▶ [What needs to be done]:
Leave the pictures out and transcribe every record exactly.

▶ [Input rows]:
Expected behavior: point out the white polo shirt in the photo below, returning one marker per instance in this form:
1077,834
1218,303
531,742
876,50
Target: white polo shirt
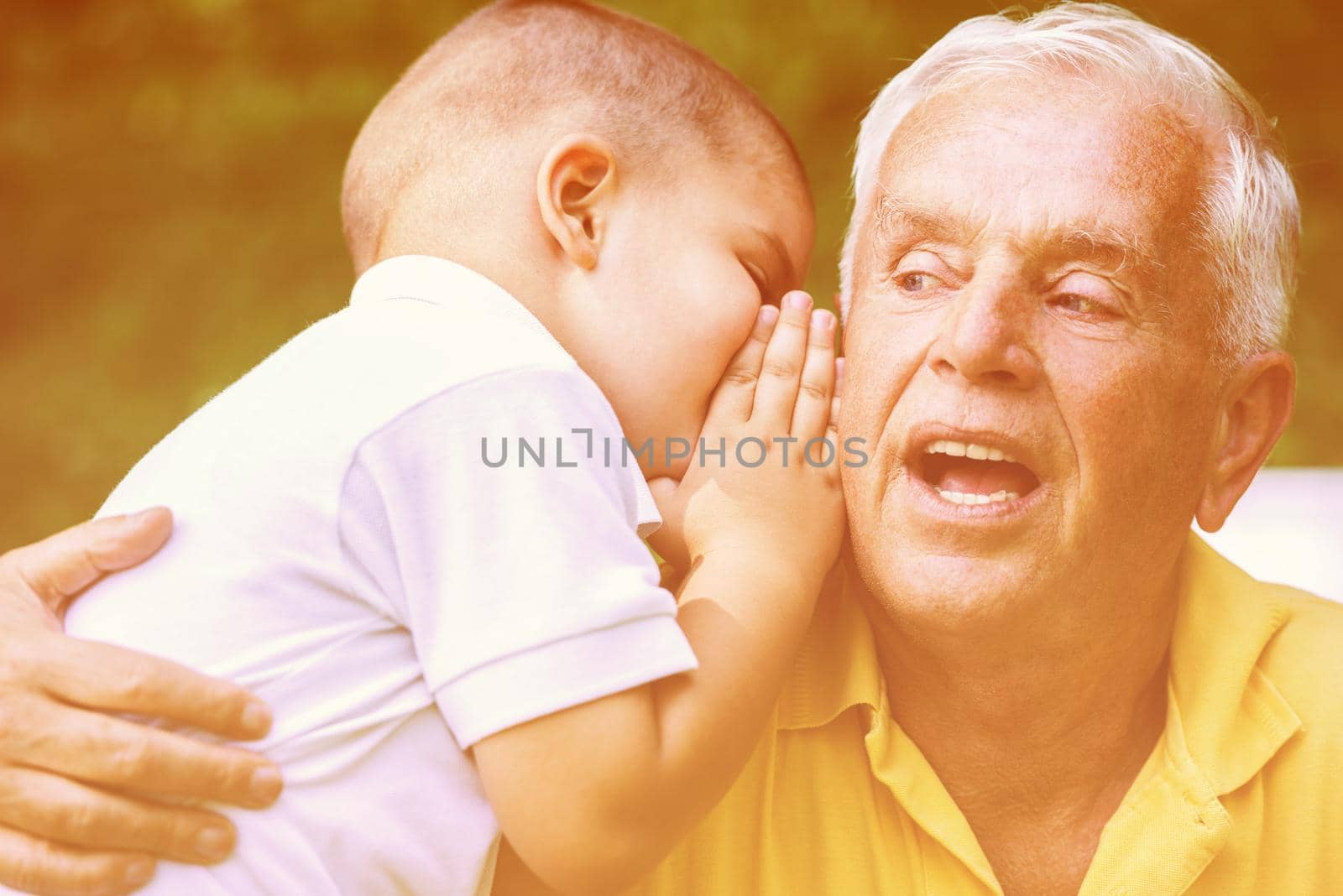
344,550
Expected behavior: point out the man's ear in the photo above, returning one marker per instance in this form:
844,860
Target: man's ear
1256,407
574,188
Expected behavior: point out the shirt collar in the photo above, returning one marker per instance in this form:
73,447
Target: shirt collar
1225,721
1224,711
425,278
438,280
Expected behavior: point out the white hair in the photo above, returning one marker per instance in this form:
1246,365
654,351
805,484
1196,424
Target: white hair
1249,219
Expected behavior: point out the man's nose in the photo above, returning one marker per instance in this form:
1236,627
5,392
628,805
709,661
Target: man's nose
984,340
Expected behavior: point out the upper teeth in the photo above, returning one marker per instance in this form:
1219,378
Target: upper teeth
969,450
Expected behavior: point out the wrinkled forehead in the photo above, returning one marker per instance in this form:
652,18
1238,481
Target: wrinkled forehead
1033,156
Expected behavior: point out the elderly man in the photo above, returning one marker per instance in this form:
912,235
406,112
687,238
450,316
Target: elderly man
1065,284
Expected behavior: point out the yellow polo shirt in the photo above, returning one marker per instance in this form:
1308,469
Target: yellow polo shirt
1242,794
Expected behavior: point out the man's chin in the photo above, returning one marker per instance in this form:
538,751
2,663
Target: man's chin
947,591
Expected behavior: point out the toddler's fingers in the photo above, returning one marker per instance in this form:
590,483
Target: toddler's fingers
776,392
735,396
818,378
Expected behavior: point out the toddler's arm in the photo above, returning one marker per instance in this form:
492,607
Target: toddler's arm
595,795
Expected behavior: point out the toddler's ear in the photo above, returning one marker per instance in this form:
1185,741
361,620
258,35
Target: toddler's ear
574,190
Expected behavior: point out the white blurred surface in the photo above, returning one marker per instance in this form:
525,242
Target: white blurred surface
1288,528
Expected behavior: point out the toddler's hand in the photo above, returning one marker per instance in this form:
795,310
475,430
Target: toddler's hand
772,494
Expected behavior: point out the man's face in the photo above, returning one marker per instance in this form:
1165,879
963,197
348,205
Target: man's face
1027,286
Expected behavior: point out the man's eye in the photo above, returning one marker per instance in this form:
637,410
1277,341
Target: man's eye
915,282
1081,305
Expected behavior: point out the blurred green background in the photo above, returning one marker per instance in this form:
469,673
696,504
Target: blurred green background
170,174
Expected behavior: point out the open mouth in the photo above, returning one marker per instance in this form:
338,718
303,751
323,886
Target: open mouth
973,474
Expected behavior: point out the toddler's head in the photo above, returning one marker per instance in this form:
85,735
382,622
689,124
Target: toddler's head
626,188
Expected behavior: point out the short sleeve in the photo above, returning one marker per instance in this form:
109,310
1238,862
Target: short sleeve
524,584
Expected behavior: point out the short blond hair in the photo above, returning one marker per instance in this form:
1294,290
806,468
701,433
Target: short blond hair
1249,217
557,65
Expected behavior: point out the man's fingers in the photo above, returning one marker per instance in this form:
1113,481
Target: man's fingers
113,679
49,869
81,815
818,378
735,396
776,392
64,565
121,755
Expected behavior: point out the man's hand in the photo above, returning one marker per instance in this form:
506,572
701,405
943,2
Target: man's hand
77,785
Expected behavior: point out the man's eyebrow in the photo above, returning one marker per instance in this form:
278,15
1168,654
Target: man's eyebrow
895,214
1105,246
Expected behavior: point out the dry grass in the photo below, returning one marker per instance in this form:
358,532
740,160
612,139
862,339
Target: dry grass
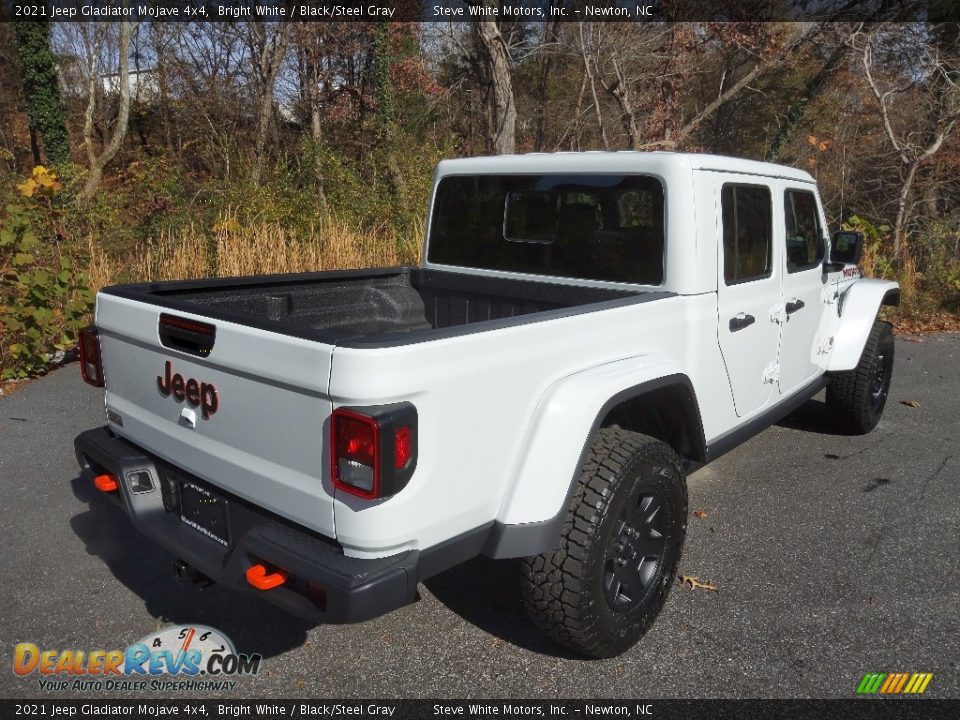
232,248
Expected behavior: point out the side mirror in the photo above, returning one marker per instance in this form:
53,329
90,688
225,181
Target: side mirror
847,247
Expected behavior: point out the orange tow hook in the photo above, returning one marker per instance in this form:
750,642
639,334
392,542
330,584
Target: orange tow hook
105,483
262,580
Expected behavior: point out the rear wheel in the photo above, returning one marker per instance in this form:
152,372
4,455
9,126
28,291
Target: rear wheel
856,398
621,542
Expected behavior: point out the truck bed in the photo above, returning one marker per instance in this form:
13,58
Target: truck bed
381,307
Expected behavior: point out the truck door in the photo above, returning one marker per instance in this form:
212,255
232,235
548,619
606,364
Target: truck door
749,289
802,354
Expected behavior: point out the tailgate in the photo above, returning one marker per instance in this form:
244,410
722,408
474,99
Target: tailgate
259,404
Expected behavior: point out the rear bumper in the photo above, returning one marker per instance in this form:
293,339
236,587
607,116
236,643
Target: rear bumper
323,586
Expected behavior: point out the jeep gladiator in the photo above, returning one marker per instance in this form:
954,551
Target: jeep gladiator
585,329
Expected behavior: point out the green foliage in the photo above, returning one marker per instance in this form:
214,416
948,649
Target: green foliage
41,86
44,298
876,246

▶ [Correct result]:
Expected behavior: point out the white polo shirt in the photo below, returning one marker per instance in this form:
1077,834
1218,303
531,742
876,50
Target: white polo shirt
344,550
Expected behavior: point out the man's ear in the photo above, returning one marker per instance in this form:
844,860
Target: man's ear
1256,407
574,188
Expected behavior: point out the shirt collar in the photo above, returning one marker per instance in this form:
73,447
Target: shirt collar
1225,721
1224,711
425,278
438,280
Expected behavior: point out the white hair in the photo above, returning one marker per instance in this form:
1246,365
654,351
805,484
1196,424
Target: white hair
1249,219
Expected behavior: point out the man's nose in the photo above, returning one marker per instance in this form:
1236,627
5,392
628,805
709,661
Target: man's nose
984,340
Expected behavior: point out the upper teeth in the photo above, returning one marker per instance in this form:
1219,378
Target: upper teeth
969,450
Expected behavior: point out the wrinkled forehead in the photo above, returning one marker per instance in this form:
652,18
1238,481
Target: wrinkled forehead
1033,156
Expected behavior: point out the elderly man in the photo above, returning one marker per instance in this form:
912,235
406,112
687,238
450,316
Target: elderly man
1065,284
Expected behavior: point out the yellow polo shirt in the photo above, returning one marker per instance in this form:
1308,469
Target: yellow polo shirt
1242,794
Expected behavior: point out the man's chin in the photo above, returning one marker per instance in this form:
538,751
2,663
Target: man's chin
947,591
Expected behavior: point out the toddler's fingers in the photo above, returning one marker per instance in this form:
590,483
Target: toddler's fingers
776,392
735,396
818,378
Expected behavior: point out the toddler's arm in the photo above, returning one marker per instance in this form:
492,607
Target: toddler's arm
595,795
Expected behavior: point out the toddler's ear in the photo above, returning one marker per instance in this form:
1185,741
361,620
258,35
Target: toddler's ear
574,190
Expected behavior: point out the white blurred surface in the photo above, returning one marker per instance in this form:
525,242
Target: white blurred surface
1288,528
Expected behavior: point out the toddler's hand in the photo above, returning one marker per instance in this form:
795,310
475,430
Target: toddler's hand
772,494
Expected behavior: point out the man's face in the photo above, returning one marker per instance in this form:
1165,879
963,197
348,205
Target: man's face
1027,286
Expected behavior: point out the man's eye in the photo above, returning one marker per instance in this form:
637,410
1277,341
Target: man's eye
915,282
1081,305
Expected behavior: point out the blurred green background in the photo above, returning one marker per instance in this form:
469,673
696,504
Target: blurred green background
170,174
Expected behavior: point out the open mouth in the photo above, returning one marker per instance in this form:
338,718
303,751
323,886
Target: open mouth
973,474
Expected behavior: point out the toddler's head in the photo above, returning one marker per instance in this form:
85,735
382,622
689,124
Target: toddler's head
626,188
Expected behavior: point out the short sleeve in the photo above, returning one marker per instance in this form:
109,310
1238,862
Target: short sleeve
524,584
Expected behavior: point out the short blond hair in the photo above, returning one marker per instance in this form:
1294,290
806,468
701,433
Target: short blond hair
1249,217
557,65
Expected behavior: point out the man's fingers in the photo above, returning one marker per instance in this form:
1113,481
Target: man's fingers
113,679
49,869
81,815
818,378
735,396
776,392
64,565
121,755
Expected behavior: point out the man's hand in the photo above, returning one marker per instance in this form:
506,572
701,405
943,2
Target: man's hand
77,785
Expected behavior: point out the man's eyebrow in the photo above, returning one marker per instance in this form:
278,15
1168,654
Target: man's eyebrow
895,214
1105,246
Expected behavior: point out the dry grass in the photo below, returning one marker per instance in this form:
358,532
740,160
612,139
862,339
Target: dry grass
232,248
Expected behavior: point out the side mirror in the photo above, returning one marker per instance in this form:
53,329
90,688
225,181
Target: side mirror
847,247
Expected behavior: point out the orange tow hook in the photo above, returning one marker per instance in this form:
750,642
639,334
392,542
330,584
Target: orange tow hook
105,483
262,580
Expected behavior: point out the rear wheel in the photo above, returning one marker per instance in this form:
152,372
4,455
9,126
28,291
Target: rear wheel
856,398
621,542
Expected behavior: point out the truck bed in the photo above, returning one marker per instance in this form:
13,58
Target: truck bed
381,307
Expected behavior: point out the truck door in the photo above, returning one marker per instance in this form:
212,255
232,235
548,619
606,364
Target: truck door
749,289
802,354
Expected behavior: point out the tailgate in the photo above, returning one marker per instance in this form:
244,410
722,408
474,99
Target: tailgate
259,404
Expected behavior: point out the rear bumper in the photo above, returning one marker per instance in this form:
293,339
236,587
607,116
236,643
Target: rear bumper
323,586
Expected behavior: point out the jeep gladiator in the photo above, returning one marker per instance in this form:
954,551
Target: jeep gladiator
585,329
Expected behavior: point out the green foliage in the photo above, returning one marker per instance in this form:
214,416
948,649
Target: green foliage
41,86
44,298
876,246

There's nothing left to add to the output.